» **INSTRUCTIONS TO FOLLOW**
Report each line of the entries that contains the word "white", copied in full.

Point-per-instance localization data:
-*-*-
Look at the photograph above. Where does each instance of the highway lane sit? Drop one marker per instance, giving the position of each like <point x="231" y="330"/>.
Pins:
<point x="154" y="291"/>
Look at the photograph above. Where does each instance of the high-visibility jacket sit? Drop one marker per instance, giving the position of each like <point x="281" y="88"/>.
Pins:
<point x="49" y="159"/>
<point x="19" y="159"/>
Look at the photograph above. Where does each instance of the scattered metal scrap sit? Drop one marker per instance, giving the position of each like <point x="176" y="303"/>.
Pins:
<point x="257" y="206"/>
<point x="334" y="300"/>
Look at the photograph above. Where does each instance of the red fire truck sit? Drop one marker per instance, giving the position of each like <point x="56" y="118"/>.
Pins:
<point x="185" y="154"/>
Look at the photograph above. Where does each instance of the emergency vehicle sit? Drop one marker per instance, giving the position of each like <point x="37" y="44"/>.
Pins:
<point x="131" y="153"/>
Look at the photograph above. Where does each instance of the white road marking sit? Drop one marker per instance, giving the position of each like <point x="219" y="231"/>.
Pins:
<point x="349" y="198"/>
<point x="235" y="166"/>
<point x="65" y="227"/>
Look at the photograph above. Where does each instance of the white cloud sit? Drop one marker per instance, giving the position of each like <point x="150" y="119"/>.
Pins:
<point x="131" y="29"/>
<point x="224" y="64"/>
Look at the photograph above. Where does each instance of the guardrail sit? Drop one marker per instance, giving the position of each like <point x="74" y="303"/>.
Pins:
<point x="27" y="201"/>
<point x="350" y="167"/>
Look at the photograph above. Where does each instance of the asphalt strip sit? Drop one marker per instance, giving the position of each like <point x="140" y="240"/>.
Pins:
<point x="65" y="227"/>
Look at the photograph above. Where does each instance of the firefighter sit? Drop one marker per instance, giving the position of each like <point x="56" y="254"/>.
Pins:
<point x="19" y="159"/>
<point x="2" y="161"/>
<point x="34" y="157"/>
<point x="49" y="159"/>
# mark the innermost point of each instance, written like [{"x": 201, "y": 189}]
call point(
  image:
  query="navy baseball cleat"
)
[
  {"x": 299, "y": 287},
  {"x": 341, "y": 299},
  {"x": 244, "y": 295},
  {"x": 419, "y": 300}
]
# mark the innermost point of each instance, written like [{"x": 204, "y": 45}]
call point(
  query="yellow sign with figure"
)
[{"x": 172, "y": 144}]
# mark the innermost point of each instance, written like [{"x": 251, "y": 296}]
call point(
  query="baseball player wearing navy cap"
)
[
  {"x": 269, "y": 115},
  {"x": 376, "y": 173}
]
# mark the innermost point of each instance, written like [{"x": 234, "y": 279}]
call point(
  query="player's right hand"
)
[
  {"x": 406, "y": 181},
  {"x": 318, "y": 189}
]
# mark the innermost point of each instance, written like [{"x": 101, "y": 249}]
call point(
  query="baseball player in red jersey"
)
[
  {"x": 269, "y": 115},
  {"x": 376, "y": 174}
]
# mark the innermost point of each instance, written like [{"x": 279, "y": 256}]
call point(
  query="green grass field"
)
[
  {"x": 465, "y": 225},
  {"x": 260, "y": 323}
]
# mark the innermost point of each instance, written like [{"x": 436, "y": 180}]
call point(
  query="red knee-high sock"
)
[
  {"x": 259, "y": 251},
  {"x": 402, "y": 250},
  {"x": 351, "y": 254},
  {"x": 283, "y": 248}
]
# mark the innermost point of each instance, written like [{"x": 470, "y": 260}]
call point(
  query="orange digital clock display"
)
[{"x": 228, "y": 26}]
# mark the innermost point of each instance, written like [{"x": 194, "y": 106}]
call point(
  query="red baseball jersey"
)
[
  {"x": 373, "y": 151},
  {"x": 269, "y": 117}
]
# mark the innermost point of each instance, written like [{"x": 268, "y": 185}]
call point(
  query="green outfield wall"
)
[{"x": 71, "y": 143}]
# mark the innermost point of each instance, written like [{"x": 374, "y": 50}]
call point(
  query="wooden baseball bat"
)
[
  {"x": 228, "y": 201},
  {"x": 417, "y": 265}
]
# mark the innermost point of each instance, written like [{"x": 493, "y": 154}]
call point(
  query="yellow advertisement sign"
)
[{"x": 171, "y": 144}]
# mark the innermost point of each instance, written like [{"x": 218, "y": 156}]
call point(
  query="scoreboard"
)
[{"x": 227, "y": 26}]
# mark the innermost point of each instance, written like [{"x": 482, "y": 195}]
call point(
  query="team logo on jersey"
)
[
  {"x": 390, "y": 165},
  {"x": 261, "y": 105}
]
-*-*-
» **ANSWER SPACE**
Look at the photograph above. Where does each instance of the white road marking sit? Drop one marker per instance, giving the position of each like <point x="219" y="231"/>.
Look at the photograph above. Where does each instance of the white cloud sit? Drop one marker per instance, giving the position of each like <point x="150" y="119"/>.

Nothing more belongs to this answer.